Work to complete: Please quote the material exactly, every line of it.
═══ Task input ═══
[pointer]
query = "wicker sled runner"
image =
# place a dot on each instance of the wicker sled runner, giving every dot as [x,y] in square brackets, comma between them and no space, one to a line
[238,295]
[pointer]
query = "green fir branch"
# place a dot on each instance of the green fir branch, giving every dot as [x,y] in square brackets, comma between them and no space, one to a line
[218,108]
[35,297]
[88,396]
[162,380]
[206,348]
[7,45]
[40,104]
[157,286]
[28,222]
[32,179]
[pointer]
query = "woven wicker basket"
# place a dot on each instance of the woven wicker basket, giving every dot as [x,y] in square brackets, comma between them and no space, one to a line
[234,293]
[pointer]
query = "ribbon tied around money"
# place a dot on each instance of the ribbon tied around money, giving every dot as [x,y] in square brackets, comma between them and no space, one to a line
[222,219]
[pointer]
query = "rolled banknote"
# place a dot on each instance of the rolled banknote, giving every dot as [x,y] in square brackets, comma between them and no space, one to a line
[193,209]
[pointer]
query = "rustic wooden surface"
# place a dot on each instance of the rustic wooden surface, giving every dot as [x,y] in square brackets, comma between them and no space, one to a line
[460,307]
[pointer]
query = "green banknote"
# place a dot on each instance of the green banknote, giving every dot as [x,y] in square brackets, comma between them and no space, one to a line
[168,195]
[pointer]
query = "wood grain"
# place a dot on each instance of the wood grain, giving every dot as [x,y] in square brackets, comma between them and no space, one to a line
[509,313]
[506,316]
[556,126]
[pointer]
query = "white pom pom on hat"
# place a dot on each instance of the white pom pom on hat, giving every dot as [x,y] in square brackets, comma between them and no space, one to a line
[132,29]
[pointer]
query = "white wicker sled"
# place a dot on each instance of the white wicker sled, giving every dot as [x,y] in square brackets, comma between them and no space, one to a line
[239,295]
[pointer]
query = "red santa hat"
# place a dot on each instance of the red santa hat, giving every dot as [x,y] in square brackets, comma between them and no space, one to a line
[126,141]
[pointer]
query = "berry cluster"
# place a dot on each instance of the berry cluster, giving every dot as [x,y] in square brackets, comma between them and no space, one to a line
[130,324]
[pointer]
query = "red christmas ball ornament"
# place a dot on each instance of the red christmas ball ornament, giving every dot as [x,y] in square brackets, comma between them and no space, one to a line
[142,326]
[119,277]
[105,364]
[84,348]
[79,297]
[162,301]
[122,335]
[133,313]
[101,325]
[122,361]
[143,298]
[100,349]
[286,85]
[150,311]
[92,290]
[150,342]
═══
Response to this task:
[pointer]
query = "wicker sled runner"
image =
# place a dot on each instance of the wicker sled runner, giving every dot as [x,y] in square brackets, comma between them and no space, one to a line
[238,295]
[pointer]
query = "green fir branch"
# place a dot on each instance of the green fir branch, giving every dot as [x,y] in square brackets, comma between them and no space, one to a line
[218,108]
[35,297]
[88,396]
[162,380]
[206,348]
[7,45]
[40,104]
[157,286]
[28,222]
[32,179]
[pointer]
query = "woven wicker basket"
# place a dot on each instance of the woven wicker basket, giving every dot as [x,y] in square brackets, comma between them and no space, one to a line
[234,293]
[pointer]
query = "ribbon tied around money"
# place a dot on each instance of the ribbon tied around money, giving every dot as [x,y] in square brackets, comma between them and no space, one to a line
[222,219]
[pointer]
query = "rolled banknote"
# place a dot on each instance of the rolled banknote, giving every dot as [x,y] in square brackets, comma between them and no space, one to a line
[193,209]
[pointer]
query = "rustic wooden surface"
# place a dot on each instance of the rustic wooden surface, giving every dot as [x,y] in square brackets, comma between them and no space, one to a line
[460,307]
[pointer]
query = "green banknote"
# place a dot on each instance of the green banknote, giving every dot as [x,y] in square brackets, comma between them and no space, one to a line
[168,195]
[pointer]
query = "wood grain"
# place a dot on each instance of the wood grain, giving every dot as [x,y] in square brackets, comma between them and no space, one to a line
[509,313]
[506,316]
[556,126]
[pointer]
query = "white pom pom on hat"
# place a dot on each instance of the white pom pom on hat, giving every dot as [x,y] in square brackets, comma between them and no space, one to a line
[132,29]
[pointer]
query = "white wicker sled"
# place a dot on each instance of the white wicker sled, giving every dot as [x,y] in square brackets, comma between them and no space, one to a line
[239,295]
[pointer]
query = "red santa hat"
# place a dot on each instance of the red santa hat, giving every dot as [x,y] in square brackets, comma between them and no space, one to a line
[126,141]
[pointer]
query = "berry cluster"
# place a dot on each instance of the berry cluster, giving every dot as [x,y] in square brackets, comma between them and no space, one to a line
[130,324]
[pointer]
query = "red christmas ball ornament"
# place a dot on each instance of the red christmas ball ornament, giving every dot as [x,y] in square brackets, comma between them and no space, one to a line
[142,326]
[119,277]
[105,364]
[84,348]
[79,297]
[162,301]
[122,335]
[133,313]
[101,325]
[122,361]
[143,298]
[100,349]
[286,85]
[150,311]
[92,290]
[150,342]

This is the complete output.